- **DO THIS**
Turn the listing, from its first line up to and including the line with "POLYGON ((165 277, 165", into a Markdown table with the columns Row and Line, one numbered row per line, skipping blank lines. Leave out the pictures.

- **TASK DATA**
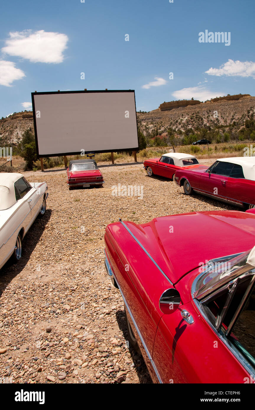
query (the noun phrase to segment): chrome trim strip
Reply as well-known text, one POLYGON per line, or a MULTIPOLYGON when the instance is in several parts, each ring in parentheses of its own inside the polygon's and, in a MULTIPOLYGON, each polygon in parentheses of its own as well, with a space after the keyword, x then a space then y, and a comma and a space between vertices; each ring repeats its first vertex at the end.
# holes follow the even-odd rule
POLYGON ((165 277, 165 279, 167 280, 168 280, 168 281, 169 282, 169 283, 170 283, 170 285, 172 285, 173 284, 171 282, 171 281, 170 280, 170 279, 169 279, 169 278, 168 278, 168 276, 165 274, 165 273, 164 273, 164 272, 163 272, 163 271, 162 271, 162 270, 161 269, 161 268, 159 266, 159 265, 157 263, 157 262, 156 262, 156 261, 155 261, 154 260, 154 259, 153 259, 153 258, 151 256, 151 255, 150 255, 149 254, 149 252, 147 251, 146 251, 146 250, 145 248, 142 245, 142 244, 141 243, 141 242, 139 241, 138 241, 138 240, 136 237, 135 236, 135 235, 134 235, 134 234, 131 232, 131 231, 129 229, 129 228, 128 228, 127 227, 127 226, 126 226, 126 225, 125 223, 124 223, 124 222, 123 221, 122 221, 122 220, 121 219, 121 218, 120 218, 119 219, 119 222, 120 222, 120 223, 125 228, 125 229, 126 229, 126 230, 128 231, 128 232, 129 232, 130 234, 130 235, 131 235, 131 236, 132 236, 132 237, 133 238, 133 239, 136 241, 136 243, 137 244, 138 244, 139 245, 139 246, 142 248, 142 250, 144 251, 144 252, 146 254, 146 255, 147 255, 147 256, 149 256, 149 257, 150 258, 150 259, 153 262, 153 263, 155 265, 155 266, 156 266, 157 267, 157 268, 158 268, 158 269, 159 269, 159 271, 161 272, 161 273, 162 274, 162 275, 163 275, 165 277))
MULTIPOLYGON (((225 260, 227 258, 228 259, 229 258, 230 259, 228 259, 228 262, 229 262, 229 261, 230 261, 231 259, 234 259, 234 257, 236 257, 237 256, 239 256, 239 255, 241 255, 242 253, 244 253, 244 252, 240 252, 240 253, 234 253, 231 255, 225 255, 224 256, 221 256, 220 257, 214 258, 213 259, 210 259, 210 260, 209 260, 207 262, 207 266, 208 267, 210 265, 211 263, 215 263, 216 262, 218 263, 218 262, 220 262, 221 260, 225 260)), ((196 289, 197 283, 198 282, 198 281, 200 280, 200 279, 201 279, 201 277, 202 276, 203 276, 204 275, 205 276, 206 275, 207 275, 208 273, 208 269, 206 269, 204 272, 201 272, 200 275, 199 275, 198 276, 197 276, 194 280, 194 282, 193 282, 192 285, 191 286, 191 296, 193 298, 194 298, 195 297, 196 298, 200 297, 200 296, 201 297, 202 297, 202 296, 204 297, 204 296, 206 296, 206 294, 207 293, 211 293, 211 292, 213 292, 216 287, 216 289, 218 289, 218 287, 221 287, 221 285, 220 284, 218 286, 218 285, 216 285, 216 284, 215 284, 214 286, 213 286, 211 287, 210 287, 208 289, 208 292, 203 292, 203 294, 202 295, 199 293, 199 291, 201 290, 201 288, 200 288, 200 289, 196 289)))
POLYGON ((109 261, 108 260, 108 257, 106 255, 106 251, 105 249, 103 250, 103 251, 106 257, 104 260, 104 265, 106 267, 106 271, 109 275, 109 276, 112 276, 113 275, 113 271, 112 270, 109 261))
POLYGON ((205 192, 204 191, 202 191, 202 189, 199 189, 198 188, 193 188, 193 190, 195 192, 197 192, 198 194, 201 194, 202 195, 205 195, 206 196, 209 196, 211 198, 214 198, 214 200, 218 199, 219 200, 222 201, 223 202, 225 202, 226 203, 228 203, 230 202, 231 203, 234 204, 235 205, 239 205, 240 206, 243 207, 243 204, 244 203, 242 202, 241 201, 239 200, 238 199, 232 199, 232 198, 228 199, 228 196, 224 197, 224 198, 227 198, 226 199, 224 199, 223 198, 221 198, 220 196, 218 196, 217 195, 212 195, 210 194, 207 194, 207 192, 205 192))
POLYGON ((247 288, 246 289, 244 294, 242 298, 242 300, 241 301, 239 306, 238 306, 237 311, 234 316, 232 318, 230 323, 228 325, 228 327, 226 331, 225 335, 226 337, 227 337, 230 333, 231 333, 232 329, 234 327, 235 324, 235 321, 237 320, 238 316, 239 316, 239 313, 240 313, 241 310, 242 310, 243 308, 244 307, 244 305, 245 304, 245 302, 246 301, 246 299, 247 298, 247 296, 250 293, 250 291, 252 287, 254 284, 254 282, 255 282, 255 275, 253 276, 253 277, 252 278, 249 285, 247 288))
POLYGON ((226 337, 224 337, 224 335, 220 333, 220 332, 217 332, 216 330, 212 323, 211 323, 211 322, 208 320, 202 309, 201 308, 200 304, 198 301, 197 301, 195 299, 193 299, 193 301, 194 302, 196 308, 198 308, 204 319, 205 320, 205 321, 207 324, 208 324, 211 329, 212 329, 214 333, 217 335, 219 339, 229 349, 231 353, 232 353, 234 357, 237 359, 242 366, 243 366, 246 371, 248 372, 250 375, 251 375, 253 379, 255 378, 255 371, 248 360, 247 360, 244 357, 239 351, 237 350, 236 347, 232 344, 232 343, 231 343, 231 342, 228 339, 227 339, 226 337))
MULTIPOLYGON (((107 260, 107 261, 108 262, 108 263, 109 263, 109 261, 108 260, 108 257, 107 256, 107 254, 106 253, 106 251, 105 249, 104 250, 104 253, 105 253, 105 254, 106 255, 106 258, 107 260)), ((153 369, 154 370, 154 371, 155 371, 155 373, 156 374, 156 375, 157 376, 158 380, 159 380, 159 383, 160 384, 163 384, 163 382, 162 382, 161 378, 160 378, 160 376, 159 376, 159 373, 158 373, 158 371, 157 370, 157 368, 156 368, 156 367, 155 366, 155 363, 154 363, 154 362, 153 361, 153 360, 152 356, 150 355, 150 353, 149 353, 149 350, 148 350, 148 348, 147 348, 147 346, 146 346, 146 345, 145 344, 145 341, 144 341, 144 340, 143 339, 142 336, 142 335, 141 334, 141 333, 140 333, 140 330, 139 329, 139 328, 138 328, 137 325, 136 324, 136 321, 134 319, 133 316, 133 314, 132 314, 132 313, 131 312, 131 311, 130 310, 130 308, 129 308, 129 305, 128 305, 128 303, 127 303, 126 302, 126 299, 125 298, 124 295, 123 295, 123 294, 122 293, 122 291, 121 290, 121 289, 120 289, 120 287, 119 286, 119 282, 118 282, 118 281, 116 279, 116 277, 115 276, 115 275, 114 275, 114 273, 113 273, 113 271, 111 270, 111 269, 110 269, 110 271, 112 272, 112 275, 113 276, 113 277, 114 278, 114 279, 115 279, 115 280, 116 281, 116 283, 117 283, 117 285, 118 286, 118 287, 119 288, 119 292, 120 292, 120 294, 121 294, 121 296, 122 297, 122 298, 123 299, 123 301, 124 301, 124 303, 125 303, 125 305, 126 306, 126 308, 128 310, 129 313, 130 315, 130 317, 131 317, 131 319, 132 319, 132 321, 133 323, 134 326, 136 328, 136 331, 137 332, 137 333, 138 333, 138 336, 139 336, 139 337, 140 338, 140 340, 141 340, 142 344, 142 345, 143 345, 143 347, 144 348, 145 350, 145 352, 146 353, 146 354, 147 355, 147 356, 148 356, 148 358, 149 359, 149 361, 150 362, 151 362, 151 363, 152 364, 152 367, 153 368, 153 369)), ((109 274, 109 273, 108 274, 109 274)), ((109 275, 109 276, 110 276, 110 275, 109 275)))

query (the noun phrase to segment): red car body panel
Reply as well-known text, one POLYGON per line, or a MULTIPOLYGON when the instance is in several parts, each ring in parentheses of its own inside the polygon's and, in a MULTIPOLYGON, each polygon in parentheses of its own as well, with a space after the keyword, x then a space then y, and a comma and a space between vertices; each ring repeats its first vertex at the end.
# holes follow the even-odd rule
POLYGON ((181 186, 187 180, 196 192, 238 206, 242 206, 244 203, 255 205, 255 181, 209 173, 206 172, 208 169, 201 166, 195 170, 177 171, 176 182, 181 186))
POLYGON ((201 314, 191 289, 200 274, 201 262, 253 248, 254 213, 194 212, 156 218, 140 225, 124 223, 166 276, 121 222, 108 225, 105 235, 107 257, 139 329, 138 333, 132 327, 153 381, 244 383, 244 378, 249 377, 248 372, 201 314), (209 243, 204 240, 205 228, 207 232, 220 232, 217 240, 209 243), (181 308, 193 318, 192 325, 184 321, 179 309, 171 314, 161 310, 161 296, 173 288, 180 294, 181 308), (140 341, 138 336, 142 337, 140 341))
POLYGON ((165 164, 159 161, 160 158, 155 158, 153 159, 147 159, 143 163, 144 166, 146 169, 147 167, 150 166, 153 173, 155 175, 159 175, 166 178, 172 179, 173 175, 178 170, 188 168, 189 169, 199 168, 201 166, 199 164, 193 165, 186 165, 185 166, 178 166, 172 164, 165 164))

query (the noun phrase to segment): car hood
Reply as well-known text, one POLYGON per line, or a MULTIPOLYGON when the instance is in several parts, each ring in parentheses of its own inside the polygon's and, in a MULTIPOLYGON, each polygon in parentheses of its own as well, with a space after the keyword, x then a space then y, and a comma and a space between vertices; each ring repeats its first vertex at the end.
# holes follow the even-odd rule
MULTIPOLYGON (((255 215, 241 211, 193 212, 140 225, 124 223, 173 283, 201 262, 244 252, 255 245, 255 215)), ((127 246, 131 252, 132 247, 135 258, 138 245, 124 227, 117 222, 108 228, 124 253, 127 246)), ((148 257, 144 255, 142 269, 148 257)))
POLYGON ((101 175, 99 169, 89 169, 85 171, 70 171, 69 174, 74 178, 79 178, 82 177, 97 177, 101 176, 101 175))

- **FINAL RESULT**
| Row | Line |
|---|---|
| 1 | query (the noun phrase to segment): chrome trim strip |
| 2 | Reply as well-known text, one POLYGON per line, or a MULTIPOLYGON when the instance is in several parts, each ring in parentheses of its own inside the polygon's and, in a MULTIPOLYGON, each polygon in parentheses of its own as well, with a space after the keyword, x then a space then y, and a comma and a space between vertices; each ring repeats its first vertex at the end. |
| 3 | # holes follow the even-odd rule |
| 4 | POLYGON ((165 277, 165 279, 167 280, 168 280, 168 281, 169 282, 169 283, 170 283, 170 285, 172 285, 173 284, 171 282, 171 281, 170 280, 170 279, 169 279, 169 278, 168 278, 168 276, 165 274, 165 273, 164 273, 164 272, 163 272, 163 271, 162 271, 162 270, 161 269, 161 268, 159 266, 159 265, 157 263, 157 262, 156 262, 156 261, 155 261, 154 260, 154 259, 153 259, 153 258, 151 256, 151 255, 150 255, 149 254, 149 252, 147 251, 146 251, 146 250, 145 248, 142 245, 142 244, 141 243, 141 242, 139 241, 138 241, 138 240, 136 237, 135 236, 135 235, 134 235, 134 234, 131 232, 131 231, 129 229, 129 228, 128 228, 127 227, 127 226, 126 226, 126 225, 125 223, 124 223, 124 222, 123 221, 122 221, 122 220, 121 219, 121 218, 120 218, 119 219, 119 222, 120 222, 120 223, 125 228, 125 229, 126 229, 126 230, 128 231, 128 232, 129 232, 130 234, 130 235, 131 235, 131 236, 132 236, 132 237, 133 238, 133 239, 136 241, 136 243, 137 244, 138 244, 139 245, 139 246, 142 248, 142 250, 144 251, 144 252, 146 254, 146 255, 147 255, 147 256, 149 256, 149 257, 150 258, 150 259, 153 262, 153 263, 155 265, 155 266, 156 266, 157 267, 157 268, 158 268, 158 269, 159 269, 159 271, 161 272, 161 273, 162 274, 162 275, 163 275, 165 277)) |